[BEGIN Raw records]

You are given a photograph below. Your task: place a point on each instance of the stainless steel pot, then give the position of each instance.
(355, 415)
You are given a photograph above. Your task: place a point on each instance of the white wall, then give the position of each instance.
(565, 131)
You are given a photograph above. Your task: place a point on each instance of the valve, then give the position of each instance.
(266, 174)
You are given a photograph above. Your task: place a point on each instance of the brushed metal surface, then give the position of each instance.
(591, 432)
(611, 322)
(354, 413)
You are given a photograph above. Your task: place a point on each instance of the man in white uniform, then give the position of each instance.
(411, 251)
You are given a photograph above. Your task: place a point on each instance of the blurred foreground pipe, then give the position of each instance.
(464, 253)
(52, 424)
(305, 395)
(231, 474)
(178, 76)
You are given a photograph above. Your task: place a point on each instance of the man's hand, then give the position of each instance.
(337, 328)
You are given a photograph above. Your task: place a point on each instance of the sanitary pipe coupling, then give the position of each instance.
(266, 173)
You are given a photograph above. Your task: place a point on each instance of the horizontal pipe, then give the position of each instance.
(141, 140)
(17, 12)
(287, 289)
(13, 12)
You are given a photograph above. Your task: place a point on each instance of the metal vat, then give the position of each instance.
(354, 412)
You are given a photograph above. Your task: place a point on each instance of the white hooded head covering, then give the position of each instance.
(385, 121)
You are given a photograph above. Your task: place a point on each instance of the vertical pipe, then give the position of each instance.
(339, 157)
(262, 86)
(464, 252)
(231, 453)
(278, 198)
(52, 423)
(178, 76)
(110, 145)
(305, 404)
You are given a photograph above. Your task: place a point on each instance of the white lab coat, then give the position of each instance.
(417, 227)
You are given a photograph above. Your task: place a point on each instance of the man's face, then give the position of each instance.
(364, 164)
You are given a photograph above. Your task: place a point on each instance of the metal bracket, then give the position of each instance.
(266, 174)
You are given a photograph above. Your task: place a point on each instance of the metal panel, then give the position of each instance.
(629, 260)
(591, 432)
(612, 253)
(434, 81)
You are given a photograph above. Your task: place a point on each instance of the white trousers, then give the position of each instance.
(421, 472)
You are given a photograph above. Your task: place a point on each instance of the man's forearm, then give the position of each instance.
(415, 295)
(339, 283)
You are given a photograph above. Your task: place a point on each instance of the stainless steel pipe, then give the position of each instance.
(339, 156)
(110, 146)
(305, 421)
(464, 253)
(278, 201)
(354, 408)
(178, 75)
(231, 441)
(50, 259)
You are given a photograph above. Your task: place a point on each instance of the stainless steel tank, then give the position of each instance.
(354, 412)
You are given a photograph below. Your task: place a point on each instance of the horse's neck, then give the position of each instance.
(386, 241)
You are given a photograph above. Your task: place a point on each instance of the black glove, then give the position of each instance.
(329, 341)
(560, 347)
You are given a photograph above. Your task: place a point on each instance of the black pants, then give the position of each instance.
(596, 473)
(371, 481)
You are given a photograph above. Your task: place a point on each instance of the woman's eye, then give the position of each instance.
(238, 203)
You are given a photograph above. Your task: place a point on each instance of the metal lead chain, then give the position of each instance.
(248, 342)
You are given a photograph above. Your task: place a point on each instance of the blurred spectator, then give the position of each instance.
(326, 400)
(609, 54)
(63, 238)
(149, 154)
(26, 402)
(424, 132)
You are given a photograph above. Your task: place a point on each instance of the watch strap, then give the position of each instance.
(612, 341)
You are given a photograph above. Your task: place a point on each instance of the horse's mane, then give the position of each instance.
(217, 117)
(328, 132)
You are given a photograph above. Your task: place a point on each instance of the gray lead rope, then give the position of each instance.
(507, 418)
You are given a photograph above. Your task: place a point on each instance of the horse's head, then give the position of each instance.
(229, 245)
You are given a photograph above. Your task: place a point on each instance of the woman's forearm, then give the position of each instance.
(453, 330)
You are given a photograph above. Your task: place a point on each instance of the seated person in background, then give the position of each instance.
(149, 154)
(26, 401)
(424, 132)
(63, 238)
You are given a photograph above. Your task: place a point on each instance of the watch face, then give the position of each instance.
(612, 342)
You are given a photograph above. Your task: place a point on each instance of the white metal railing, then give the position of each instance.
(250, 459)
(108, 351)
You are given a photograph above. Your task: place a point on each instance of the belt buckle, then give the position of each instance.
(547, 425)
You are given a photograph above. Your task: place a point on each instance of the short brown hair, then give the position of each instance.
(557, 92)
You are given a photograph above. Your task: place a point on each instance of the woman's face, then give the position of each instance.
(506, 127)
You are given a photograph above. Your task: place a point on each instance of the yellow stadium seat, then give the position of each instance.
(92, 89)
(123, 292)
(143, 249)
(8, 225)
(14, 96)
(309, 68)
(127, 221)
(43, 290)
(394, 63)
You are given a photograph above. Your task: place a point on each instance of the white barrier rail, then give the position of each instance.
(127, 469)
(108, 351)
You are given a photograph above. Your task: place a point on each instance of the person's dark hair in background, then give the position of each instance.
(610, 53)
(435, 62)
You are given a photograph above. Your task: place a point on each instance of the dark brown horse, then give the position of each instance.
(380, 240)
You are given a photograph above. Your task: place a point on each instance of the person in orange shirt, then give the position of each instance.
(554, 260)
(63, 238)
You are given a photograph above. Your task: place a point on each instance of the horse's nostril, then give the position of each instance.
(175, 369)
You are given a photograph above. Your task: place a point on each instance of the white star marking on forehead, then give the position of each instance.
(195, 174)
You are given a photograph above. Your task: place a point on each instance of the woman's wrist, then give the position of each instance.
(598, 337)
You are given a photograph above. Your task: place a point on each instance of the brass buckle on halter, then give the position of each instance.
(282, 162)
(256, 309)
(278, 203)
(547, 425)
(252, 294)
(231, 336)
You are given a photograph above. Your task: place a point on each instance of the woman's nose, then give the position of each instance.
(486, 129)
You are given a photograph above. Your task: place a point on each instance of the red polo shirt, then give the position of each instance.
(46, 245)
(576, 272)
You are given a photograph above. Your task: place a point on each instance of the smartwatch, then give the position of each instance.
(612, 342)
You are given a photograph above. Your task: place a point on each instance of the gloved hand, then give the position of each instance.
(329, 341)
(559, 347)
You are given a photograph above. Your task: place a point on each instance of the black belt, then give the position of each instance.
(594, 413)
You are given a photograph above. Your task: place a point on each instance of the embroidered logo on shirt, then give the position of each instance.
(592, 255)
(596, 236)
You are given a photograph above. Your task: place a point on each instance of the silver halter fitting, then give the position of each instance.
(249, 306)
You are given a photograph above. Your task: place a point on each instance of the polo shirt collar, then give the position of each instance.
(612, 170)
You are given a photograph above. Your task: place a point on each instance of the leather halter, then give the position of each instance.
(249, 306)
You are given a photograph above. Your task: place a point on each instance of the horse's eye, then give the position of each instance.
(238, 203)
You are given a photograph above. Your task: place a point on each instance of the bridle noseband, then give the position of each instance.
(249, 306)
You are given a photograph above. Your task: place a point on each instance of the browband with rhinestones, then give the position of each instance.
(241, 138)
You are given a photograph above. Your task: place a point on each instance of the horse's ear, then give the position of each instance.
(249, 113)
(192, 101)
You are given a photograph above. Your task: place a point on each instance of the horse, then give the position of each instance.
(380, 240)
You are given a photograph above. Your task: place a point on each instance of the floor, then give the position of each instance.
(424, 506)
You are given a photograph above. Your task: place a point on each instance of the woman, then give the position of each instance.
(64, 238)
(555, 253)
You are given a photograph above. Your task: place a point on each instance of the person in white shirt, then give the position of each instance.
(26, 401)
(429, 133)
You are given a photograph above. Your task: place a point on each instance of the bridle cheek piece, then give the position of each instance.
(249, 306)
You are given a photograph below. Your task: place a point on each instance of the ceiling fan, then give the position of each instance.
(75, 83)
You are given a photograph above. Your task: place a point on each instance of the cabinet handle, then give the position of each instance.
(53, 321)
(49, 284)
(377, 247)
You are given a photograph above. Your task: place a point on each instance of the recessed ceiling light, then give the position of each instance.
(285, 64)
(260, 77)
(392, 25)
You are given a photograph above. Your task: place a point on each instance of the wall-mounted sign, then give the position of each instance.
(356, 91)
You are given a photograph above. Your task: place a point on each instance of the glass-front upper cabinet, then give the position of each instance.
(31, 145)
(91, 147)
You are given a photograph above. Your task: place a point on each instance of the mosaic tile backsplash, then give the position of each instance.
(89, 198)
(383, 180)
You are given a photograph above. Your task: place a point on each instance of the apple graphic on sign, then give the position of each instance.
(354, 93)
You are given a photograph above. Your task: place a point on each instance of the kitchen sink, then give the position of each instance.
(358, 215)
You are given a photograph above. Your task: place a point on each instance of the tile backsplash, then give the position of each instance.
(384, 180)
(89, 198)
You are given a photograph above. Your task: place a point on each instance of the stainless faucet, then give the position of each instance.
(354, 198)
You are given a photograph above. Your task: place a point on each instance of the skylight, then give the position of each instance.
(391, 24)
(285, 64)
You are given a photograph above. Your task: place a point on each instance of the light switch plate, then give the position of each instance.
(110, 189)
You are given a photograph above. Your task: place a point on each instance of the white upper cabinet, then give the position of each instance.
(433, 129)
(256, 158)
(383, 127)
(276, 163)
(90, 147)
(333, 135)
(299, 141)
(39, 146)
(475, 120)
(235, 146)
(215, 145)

[END Raw records]

### Direction
All lines from the one containing "faucet, then give the position of each instance." through the final line of the listing above are to be reproduced exactly; include both and add nothing.

### Final result
You are given a photograph above. Your task: place a point on each instance of the stainless faucet, then give the position of each instance.
(354, 198)
You are given a photograph above. Your task: place a point on each instance of the skylight, then give the position of each instance.
(391, 24)
(285, 64)
You are given a photograph above. Your task: place a point on each instance of the light switch plate, then give the position of each instance.
(110, 189)
You are given a photograph above. Your task: place a point on each instance of the white upper cabinet, then give the position of each instance.
(433, 129)
(256, 158)
(383, 127)
(276, 163)
(90, 147)
(333, 135)
(299, 141)
(39, 146)
(475, 120)
(235, 146)
(215, 145)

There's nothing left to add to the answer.